Book Value: So You Say People Are Your Most Important Asset
How do you get the most from your workers?
- Living Strategy, by Lynda Gratton (Financial Times/ Prentice Hall)
- PeopleSmart, by Mel Silberman with Freda Hansburg (Berrett-Koehler)
- Make It Happen!, by Ron Biagi and Tresa Eyres (It's the How Publishing Co.)
- The Clarity Factor, by Ray DiZazzo (Sourcebooks)
- Beyond Winning, by Robert H. Mnookin, Scott R. Peppet, and Andrew S. Tulumello (Belknap Press)
"I'll start my own business -- that way I'll have control over my life." Of all the lies we tell ourselves, that one is perhaps the most delusional. Once you start a company, the last thing you have is control. The reason for that is a paradox that comes with being a manager. You know intuitively that if you could just harness the ability your employees have, you could accomplish remarkable things. But it takes so much time to manage those employees that you question whether the whole idea of "working through others" is worth the trouble. You have to wonder if Sartre was describing management when he wrote "Hell is other people."

**Given information**.

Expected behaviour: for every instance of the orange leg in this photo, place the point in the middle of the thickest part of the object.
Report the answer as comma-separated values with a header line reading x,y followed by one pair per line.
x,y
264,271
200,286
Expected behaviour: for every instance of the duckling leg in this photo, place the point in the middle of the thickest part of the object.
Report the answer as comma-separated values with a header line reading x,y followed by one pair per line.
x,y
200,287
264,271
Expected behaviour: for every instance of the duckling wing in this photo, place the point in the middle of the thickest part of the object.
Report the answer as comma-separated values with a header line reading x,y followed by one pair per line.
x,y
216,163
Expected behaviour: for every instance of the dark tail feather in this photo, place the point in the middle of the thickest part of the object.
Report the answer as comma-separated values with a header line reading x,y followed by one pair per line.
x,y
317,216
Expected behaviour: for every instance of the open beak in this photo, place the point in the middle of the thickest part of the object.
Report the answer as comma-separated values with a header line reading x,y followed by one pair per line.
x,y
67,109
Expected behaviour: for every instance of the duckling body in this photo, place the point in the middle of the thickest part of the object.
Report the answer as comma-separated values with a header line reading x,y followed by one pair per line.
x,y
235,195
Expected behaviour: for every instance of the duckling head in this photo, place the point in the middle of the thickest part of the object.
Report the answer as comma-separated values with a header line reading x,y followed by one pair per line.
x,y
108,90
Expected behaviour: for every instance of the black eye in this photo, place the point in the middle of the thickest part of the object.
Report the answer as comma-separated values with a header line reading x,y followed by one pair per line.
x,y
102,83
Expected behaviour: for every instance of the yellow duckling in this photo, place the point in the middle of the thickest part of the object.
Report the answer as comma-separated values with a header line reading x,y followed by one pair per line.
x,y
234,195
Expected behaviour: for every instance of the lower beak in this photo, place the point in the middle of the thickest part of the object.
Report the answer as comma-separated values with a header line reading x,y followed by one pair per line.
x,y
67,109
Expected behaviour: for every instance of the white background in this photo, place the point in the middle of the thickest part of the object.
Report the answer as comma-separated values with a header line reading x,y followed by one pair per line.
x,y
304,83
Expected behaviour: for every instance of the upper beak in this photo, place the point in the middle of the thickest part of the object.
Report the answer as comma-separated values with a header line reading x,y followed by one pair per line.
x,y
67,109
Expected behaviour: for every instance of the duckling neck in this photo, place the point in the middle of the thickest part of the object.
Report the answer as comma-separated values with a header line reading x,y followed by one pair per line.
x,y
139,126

**Short problem**. Extend the review of books on managing employees beyond its closing line, "Hell is other people," with several paragraphs that keep its tone.

**Expected answer**.
Literally scores of books that address this topic are coming to market now. The best two provide practical blueprints for getting the most out of your employees. Both, not surprisingly, are written by authors with extensive training in psychiatry.
Lynda Gratton, author of Living Strategy: Putting People at the Heart of Corporate Business, starts by examining a premise that you probably espouse yourself: people are truly the most important part of your company. Gratton, an associate professor at the London Business School, argues that although managers might talk a good game, "for many people, the reality of life in an organization is that they do not feel they are treated as the most important asset, or that their knowledge is understood or used."
If that's so, she contends, the fault lies squarely on your (the manager's) shoulders. She argues that managers traditionally think of employees as just another asset, like capital or technology. Although that's understandable, she says, it's fundamentally wrong for three reasons.
The first is time. You can raise capital quickly. You can get a new technology-based product to market within months. But you can't change a person's beliefs so quickly. It takes years.
Second, Gratton says, employees are engaged in a search for meaning. They deeply want to understand how they fit in as individuals, how their specific jobs tie in to the organization's goals and objectives.
And if that were not vexing enough, there's a third thing employees desire, says Gratton. They want their sense of personal identity to mesh with the company's raison d'être. The question employees ask, at least implicitly, is whether the organization will "inspire us, engage our emotions..., and encourage ideas."
Ultimately, Gratton says, unless you take all three needs into account, you won't get a 100% commitment from your people.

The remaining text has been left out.